• Istruzioni:
Cita parola per parola dall'articolo sui Centri di permanenza temporanea, riportato più sotto, tutto il passo che va da "europei. Qualche giorno" giù fino a "immigrati in Italia.".

• Testo citato:
++++++

N. 4 - Settembre 2005
VIVERE
DIETRO AL FILO SPINATO
La condizione degli
stranieri detenuti nei Centri di permanenza temporanea
in Italia
di Leila
Tavi
E’ sgradevole per me,
cittadina italiana, venire a sapere ciò che avviene
nel Belpaese dalle televisioni dei nostri “vicini”
europei. Qualche giorno fa mi sono casualmente
imbattuta in un reportage del programma “Kulturzeit”
(canale austriaco 3 SAT) sui “Centri di permanenza
temporanea” (Cpt) per gli immigrati in Italia.
Con il D.lgs. 30 maggio
2005, n. 140 l’Italia ha recepito la Direttiva
2003/9/CE per la regolamentazione dell’accoglienza dei
richiedenti asilo negli Stati membri che, nel rispetto
dei diritti umani, dovrebbe garantire agli immigrati
alcuni diritti “minimi”, come la possibilità di
accedere a un regolare lavoro subordinato durante il
periodo di attesa dell’eventuale riconoscimento dello
status di rifugiato (art. 11, comma 1 del D.lgs. 30
maggio, n. 140). Nonostante sulla carta gli stranieri
siano tutelati dalla legge italiana le condizioni in
cui gli immigrati sono costretti a vivere dentro i
centri di accoglienza allestiti dal governo italiano
sono vergognose e disumane. In un articolo de “Il
Manifesto” del 22 luglio 2005 vengono rese note le
cifre per il mantenimento dei Cpt nel 2004: 49,7
milioni di euro così ripartiti: 40, 8 milioni per la
gestione dei centri; 3,3, per la manutenzione
ordinaria e straordinaria; 1,9 per le voci economiche.
Nel servizio di
“Kulturzeit” viene fuori la cruda realtà: i centri
somigliano più a dei carceri che a dei centri di
accoglienza per rifugiati che, non dobbiamo
dimenticare, hanno affrontato nella maggioranza dei
casi un viaggio in mare in condizioni difficilissime e
sono fuggiti da paesi con guerre civili in corso, dove
non vengono riconosciuti i diritti umani e la
popolazione soffre. Nel Ctp veneto di Gradisca, l’ex
caserma Polonio, di prossima apertura, ci sono
brandine e mensole di ferro, sbarre alle finestre e
due aree distinte, una per gli uomini e una per le
donne.

++++++

Righe del dataset:
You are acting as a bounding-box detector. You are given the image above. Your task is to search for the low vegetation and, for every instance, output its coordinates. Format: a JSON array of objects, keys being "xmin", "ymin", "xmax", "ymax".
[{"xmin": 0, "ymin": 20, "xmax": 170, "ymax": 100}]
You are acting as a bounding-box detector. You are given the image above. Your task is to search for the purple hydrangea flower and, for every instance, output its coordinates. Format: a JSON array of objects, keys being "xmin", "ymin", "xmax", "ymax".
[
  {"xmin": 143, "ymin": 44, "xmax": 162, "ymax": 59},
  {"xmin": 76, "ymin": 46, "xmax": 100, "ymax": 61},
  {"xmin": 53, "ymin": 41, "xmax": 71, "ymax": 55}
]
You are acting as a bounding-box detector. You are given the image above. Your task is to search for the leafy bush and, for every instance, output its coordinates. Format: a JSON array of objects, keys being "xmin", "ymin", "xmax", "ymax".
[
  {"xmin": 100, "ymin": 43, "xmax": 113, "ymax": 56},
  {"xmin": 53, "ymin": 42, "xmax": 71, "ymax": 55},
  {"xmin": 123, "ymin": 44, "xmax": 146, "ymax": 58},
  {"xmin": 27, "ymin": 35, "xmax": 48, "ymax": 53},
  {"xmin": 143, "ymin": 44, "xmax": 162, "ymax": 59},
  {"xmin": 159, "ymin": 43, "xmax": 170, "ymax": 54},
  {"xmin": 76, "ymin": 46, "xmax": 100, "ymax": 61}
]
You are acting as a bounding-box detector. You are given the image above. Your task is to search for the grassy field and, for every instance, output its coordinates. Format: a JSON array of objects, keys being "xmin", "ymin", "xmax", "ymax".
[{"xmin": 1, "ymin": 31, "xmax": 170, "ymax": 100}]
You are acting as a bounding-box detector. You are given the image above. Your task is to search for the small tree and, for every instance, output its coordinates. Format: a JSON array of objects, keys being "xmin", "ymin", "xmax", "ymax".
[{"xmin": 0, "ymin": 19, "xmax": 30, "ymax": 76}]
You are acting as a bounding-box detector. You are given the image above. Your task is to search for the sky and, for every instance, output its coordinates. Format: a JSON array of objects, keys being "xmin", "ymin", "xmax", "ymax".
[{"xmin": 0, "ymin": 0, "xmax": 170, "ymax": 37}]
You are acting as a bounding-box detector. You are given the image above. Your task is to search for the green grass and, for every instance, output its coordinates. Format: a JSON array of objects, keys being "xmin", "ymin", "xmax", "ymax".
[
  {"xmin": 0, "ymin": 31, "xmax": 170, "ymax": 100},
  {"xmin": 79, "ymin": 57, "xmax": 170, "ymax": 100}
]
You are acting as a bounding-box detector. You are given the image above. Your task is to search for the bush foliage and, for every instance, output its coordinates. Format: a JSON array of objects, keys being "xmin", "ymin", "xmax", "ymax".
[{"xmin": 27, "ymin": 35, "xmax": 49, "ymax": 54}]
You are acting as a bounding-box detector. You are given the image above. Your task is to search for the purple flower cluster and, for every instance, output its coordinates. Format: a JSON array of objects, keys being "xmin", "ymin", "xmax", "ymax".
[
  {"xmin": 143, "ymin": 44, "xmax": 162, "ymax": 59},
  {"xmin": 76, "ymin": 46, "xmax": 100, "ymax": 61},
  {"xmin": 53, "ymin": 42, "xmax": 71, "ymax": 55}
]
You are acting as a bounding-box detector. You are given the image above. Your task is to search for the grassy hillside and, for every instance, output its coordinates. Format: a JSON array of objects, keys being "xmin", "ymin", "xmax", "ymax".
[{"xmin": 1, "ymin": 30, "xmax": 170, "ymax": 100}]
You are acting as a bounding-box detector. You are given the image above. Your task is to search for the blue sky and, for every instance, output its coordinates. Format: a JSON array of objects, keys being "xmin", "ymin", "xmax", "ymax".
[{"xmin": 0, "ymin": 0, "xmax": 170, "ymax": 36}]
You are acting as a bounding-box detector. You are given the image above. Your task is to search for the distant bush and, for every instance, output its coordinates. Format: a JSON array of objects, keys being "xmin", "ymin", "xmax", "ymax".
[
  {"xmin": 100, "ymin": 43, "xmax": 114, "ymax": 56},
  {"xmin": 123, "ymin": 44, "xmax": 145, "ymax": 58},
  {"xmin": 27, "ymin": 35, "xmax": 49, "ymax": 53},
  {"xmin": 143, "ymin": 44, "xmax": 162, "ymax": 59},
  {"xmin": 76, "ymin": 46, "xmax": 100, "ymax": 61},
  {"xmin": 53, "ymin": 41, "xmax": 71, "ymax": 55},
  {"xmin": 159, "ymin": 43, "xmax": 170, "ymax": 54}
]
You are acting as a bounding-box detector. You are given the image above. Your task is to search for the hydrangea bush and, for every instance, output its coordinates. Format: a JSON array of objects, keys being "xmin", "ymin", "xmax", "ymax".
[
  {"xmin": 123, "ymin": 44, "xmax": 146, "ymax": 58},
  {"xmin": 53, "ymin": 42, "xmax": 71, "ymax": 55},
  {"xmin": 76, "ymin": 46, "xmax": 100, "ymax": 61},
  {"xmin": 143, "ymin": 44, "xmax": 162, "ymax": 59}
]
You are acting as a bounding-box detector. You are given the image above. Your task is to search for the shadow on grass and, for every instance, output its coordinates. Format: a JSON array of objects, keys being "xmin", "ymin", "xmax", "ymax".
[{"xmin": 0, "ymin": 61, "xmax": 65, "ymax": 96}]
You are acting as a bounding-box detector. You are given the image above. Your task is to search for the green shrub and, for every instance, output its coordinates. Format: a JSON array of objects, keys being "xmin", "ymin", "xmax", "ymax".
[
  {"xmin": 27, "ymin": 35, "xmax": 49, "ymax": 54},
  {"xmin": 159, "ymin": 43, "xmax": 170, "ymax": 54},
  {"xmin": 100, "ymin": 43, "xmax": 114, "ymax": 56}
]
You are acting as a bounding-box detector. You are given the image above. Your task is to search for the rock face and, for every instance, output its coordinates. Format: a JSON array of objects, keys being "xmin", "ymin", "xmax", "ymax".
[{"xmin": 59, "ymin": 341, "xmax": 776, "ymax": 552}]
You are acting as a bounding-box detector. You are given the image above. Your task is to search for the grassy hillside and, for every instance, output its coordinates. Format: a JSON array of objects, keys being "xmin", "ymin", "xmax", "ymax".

++++++

• Risposta scritta:
europei. Qualche giorno fa mi sono casualmente
imbattuta in un reportage del programma “Kulturzeit”
(canale austriaco 3 SAT) sui “Centri di permanenza
temporanea” (Cpt) per gli immigrati in Italia.